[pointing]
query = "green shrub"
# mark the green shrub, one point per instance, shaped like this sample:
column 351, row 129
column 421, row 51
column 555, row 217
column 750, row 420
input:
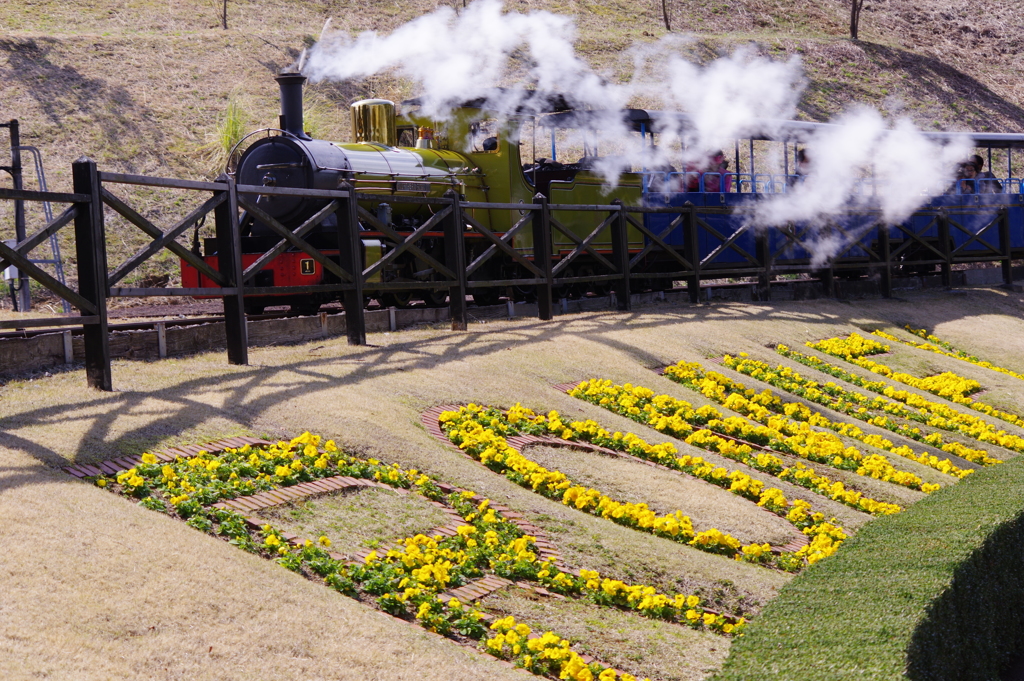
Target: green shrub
column 932, row 593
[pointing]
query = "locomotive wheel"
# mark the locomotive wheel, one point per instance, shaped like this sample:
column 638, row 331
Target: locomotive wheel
column 597, row 288
column 491, row 296
column 400, row 299
column 436, row 298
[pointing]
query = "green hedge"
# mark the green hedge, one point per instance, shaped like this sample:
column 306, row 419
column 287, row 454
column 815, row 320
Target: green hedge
column 936, row 592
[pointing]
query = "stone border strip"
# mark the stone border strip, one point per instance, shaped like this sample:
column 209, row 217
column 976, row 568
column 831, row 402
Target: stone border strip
column 520, row 441
column 545, row 548
column 115, row 466
column 279, row 496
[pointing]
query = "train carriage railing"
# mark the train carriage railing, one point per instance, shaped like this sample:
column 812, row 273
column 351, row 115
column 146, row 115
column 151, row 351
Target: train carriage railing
column 687, row 242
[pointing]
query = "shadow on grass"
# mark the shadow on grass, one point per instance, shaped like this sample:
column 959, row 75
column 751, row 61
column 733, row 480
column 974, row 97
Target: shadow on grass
column 249, row 392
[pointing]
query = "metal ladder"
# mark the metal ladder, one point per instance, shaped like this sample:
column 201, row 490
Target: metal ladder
column 15, row 172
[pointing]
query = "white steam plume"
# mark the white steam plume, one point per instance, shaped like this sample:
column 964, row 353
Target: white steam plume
column 455, row 57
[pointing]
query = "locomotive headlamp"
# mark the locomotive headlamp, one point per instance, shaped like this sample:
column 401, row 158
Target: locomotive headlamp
column 373, row 121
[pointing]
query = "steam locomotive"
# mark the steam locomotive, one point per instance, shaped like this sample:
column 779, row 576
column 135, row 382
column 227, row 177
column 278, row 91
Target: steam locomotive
column 480, row 161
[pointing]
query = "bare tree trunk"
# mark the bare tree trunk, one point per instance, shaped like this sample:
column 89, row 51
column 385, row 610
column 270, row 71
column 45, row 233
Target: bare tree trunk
○ ○ ○ ○
Retype all of the rows above word for word, omitting the pictures.

[pointing]
query = "green shrub"
# mark the green shrub, one point per instance, shaped like this sample:
column 351, row 129
column 421, row 51
column 555, row 217
column 750, row 420
input:
Target: green shrub
column 932, row 593
[pointing]
query = "locomotive wheel"
# mark the locomotive wheel, one point per instance, shaped like this sample:
column 638, row 331
Target: locomotive wheel
column 597, row 288
column 491, row 296
column 400, row 299
column 436, row 298
[pointing]
query = "green hedge"
# mark the green hedge, one point per instance, shaped like this sample:
column 306, row 419
column 287, row 454
column 815, row 320
Target: green hedge
column 936, row 592
[pointing]
query = "stone border strip"
# mark the stone border strip, one point per instance, shaped like this sample:
column 209, row 217
column 976, row 568
column 831, row 402
Target: stone border strip
column 520, row 441
column 545, row 548
column 115, row 466
column 279, row 496
[pointing]
query = "train carriage railing"
# mark the train carriage railing, one point per instance, shaped like this sample:
column 812, row 273
column 351, row 115
column 146, row 115
column 151, row 351
Target: train carriage railing
column 687, row 242
[pointing]
query = "shadow on grass"
# mark the shadow on grass, one point per instance, shaped like this sample:
column 959, row 75
column 751, row 61
column 733, row 480
column 974, row 97
Target: shadow on grass
column 249, row 392
[pointing]
query = "metal ladder"
# mark the metal ladder, one point per instance, shaped like this sample:
column 201, row 490
Target: metal ladder
column 15, row 172
[pointing]
query = "white steam plume"
# mark the white steam plume, one point per instance, shaped like this sample:
column 964, row 353
Target: white steam plume
column 455, row 57
[pointing]
query = "locomotive headlamp"
# mark the locomotive headlamp, one point per instance, shaped like this sample:
column 401, row 158
Target: locomotive headlamp
column 373, row 121
[pointing]
query = "steam locomotive"
# mark the steam locomotive, one point per instance, shaped like this sample:
column 779, row 576
column 135, row 382
column 227, row 177
column 278, row 91
Target: steam locomotive
column 480, row 161
[pointing]
query = "bare tree trunk"
# mark the bare tree trunk, one point per instance, shaped like this sample:
column 89, row 51
column 385, row 610
column 270, row 71
column 45, row 233
Target: bare tree trunk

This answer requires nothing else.